_Task statement_: Can you copy the material from the line containing "Can you see the chimney" through the line containing "pixel 153 366", changing "closet rod" to "curtain rod" and leaving everything else as it is?

Records from a data source
** start **
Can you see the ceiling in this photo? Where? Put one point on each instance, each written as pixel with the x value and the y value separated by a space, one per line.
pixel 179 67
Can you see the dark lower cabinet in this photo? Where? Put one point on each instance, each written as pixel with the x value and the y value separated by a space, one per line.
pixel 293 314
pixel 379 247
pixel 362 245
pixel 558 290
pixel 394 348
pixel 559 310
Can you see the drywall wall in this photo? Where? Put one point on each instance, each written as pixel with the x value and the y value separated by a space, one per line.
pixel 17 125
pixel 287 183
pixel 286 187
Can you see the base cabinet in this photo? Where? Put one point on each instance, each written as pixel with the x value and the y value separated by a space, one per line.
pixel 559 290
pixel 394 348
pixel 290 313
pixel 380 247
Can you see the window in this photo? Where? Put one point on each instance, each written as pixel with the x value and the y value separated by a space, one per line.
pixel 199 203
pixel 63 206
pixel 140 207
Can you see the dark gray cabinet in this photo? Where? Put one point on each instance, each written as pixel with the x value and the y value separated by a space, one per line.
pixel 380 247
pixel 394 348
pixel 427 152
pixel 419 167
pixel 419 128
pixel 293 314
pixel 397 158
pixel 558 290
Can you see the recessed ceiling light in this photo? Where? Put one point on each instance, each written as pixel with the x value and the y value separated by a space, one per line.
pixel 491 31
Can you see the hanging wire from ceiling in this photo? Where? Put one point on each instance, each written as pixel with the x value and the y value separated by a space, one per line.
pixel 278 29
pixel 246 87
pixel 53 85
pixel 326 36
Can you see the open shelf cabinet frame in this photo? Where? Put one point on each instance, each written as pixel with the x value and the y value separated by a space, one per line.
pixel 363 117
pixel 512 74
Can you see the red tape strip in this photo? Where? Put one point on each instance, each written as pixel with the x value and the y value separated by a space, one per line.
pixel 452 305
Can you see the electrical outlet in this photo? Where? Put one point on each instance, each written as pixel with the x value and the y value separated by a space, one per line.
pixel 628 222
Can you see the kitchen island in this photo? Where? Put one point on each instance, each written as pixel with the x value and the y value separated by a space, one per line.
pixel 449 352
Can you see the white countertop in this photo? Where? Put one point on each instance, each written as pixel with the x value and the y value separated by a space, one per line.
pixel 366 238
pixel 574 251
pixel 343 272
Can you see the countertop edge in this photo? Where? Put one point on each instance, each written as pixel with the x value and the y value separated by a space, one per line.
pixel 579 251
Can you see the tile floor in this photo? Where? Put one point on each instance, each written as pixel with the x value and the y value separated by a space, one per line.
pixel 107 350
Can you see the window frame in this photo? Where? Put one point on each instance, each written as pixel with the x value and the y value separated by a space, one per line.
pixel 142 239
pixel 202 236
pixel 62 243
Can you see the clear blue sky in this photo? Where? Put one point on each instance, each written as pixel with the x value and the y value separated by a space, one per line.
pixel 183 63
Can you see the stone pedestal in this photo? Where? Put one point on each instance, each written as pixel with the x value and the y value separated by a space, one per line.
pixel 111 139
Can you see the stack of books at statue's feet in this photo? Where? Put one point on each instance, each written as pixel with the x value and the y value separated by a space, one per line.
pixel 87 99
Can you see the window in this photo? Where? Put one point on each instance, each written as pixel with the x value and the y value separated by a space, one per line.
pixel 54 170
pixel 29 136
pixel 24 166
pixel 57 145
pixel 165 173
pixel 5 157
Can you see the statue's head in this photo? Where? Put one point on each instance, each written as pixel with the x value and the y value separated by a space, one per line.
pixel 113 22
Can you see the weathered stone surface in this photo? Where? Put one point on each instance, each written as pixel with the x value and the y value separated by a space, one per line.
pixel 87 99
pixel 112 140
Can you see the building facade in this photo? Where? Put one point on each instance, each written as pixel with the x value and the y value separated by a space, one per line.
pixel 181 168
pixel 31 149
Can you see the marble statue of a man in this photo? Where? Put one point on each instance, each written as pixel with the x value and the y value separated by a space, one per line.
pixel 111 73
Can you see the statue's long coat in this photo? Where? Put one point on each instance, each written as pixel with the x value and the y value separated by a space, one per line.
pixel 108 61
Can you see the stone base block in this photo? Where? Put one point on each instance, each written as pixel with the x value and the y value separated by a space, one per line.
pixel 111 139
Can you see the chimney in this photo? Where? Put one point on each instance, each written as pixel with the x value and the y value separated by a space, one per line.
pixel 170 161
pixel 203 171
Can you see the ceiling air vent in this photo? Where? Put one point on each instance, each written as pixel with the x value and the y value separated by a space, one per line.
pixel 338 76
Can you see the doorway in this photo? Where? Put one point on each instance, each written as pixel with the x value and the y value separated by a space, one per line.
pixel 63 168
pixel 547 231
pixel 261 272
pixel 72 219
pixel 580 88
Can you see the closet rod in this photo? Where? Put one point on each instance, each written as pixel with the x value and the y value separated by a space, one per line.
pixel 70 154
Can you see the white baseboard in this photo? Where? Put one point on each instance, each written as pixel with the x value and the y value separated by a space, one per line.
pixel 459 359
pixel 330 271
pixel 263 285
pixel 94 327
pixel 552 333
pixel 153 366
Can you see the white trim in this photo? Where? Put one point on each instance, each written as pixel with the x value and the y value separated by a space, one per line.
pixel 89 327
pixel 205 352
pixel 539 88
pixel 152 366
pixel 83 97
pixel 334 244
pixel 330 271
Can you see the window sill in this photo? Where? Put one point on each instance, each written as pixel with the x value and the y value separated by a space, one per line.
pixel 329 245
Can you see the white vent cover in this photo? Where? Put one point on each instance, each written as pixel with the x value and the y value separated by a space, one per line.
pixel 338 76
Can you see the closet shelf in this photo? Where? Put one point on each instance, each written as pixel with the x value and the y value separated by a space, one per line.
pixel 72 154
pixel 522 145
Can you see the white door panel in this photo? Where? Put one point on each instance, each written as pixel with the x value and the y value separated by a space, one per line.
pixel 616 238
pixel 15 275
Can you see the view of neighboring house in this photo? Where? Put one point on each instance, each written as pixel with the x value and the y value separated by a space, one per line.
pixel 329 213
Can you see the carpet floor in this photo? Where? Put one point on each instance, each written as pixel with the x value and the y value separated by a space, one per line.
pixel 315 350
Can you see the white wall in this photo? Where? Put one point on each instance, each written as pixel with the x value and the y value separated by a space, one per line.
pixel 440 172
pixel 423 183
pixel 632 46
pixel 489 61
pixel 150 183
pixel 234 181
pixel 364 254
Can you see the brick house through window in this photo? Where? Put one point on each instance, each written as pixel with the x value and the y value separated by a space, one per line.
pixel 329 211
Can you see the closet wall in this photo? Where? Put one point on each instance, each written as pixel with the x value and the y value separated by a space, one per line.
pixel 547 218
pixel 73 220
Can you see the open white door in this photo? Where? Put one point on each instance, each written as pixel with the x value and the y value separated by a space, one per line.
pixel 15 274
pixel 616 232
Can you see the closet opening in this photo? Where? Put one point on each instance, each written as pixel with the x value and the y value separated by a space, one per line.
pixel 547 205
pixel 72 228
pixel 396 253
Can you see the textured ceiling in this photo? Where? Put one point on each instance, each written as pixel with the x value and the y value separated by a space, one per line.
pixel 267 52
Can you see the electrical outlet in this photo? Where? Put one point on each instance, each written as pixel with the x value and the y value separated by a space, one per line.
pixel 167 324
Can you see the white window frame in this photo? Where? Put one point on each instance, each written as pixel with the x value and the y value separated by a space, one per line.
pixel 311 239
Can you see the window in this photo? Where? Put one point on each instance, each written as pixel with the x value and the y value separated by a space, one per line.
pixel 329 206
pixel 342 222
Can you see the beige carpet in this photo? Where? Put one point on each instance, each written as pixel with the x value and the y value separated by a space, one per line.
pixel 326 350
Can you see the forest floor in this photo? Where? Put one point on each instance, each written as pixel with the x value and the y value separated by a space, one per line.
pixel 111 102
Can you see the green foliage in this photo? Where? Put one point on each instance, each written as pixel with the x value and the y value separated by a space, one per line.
** end **
_Response to the task_:
Can you see the chimney in this photo? Where? Put one point on each instance, each written as pixel with the x value and the y value separated by a space, one per line.
pixel 170 161
pixel 203 171
Can you see the ceiling air vent in this photo? Where? Put one point on each instance, each written as pixel with the x value and the y value separated by a space, one per line.
pixel 338 76
Can you see the doorway in this photo? Where? Put one point on each instance, each written as pixel with the x value and the y value separated by a space, one per line.
pixel 63 168
pixel 547 231
pixel 261 272
pixel 72 219
pixel 580 88
Can you see the curtain rod in this photo? Where? Put one point on each instance, each written as pixel with the x value and the y value separated by a space, one per line.
pixel 70 154
Can you see the white baseboard in this photo? Where? Put one point on each instance, each written as pixel with the x value and the y value separated by a space, one per line.
pixel 459 359
pixel 330 271
pixel 263 285
pixel 94 327
pixel 552 333
pixel 153 366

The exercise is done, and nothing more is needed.